* STATED PROBLEM 1
Can you print, word for word, the part of the Dan Snyder column that opens with the words containing "So in the aftermath" and closes with "seen them all."?
* STATED PROBLEM 2
How does the column on who can take Dan Snyder's team away go on? Write what follows its last sentence.

* TEXT TO READ
================================

Skip to Content
NFL

Who Can Actually Get Rid Of Dan Snyder?

Will Newton/Getty Images

So in the aftermath of Roger Goodell's day trip to Congress and the meeting of Feck and Less he had with the House Oversight and Poseurs Committee, the question naturally arises: Who can take Dan Snyder's team away from him?

We know who can't, and that's Goodell, who morosely said so as he counted the minutes stolen from his remaining lifespan answering questions from the rabidly unhinged pile of burning oily rags that is Jim Jordan. We know it isn't his fellow owners, who are empowered to do so but hate the idea of a precedent that could easily ensnare many of them in the same sort of sludge tsunami. We definitely know it isn't Congress, because, well, Jim Jordan might not actually be the aggressively dimmest one of them all. After all, we haven't seen them all.

Which leaves ... well, I guess it's you, Commanders fan. If you've finally reached your limit propping up this creosoted capybara of a man, there is only one thing to do, and that's abandon your team, en masse. Walk. Attend no more games. Watch some other team, or no team at all. Burn your sweatshirts, jerseys, T-shirts, Y-fronts and associated shmata. Maybe even take to the streets, as your brethren during the Super League fiasco did. In fact, definitely take to the streets and leave your shmata in burning piles for added visual effect. Consider this your DIY project straight from whatever your assign to be your god.

================================

[Stored dataset items]

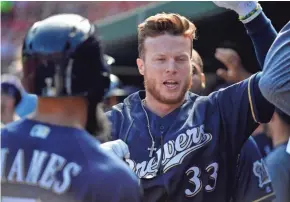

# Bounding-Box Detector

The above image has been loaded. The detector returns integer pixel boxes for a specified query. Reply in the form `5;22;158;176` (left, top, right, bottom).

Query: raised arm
214;1;277;68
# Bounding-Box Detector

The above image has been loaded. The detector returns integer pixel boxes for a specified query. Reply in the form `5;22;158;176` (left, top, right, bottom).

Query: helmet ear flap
71;37;110;99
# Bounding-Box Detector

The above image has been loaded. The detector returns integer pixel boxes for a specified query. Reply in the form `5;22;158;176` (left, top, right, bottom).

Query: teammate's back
1;119;140;202
1;14;140;202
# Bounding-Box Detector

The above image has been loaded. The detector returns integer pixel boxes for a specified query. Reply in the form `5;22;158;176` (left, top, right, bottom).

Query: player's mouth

================================

* EXERCISE ANSWER 1
So in the aftermath of Roger Goodell's day trip to Congress and the meeting of Feck and Less he had with the House Oversight and Poseurs Committee, the question naturally arises: Who can take Dan Snyder's team away from him?

We know who can't, and that's Goodell, who morosely said so as he counted the minutes stolen from his remaining lifespan answering questions from the rabidly unhinged pile of burning oily rags that is Jim Jordan. We know it isn't his fellow owners, who are empowered to do so but hate the idea of a precedent that could easily ensnare many of them in the same sort of sludge tsunami. We definitely know it isn't Congress, because, well, Jim Jordan might not actually be the aggressively dimmest one of them all. After all, we haven't seen them all.

* EXERCISE ANSWER 2
America is not the place to go for restorative justice when it comes to the rich. We long ago abandoned the ridiculous idea that the law cannot be bought, to the point where the Federal Trade Commission should put a bar code on the forehead of every human who works in the industry. That, though, was the belief when Florentino Perez, the man who runs Real Madrid, organized the Super League to gather 12 of the most powerful teams in Europe to a competition that they could remain members of forever. He'd have gotten away with it, too, except for the six English clubs whose fans took to the streets and invaded the stadiums to call bullshit on the enterprise. Amazingly, it worked, because shame is still part of the European infrastructure, and a Super League without the Brits is just the USFL.

As this applies to the NFL and Yachtin' Danny Snyder, well, our fans are considerably more sedentary, thinking that "Person X Sucks" chants are all the civil unrest they need to display. It is a chant that, while emotionally satisfying, does nothing to change the suckery to which they object, as your team is still lousy unless you're a Golden State Warriors fan, the team your team is playing will never not suck in your eyes, the referees always suck, and you haven't chased out a bad owner yet. They have invested too much money and ingested too much profit to worry about the proles and their level of dissatisfaction. They're banking on your collective torpor, and so far, they've banked plenty.

Not only that, his share of the NFL's media money would almost surely allow him to stay safely profitable even if nobody came to any game. I mean, he would probably not get that new stadium he's been whining about for all these years, but he'd probably sacrifice that rather than give in on anything else.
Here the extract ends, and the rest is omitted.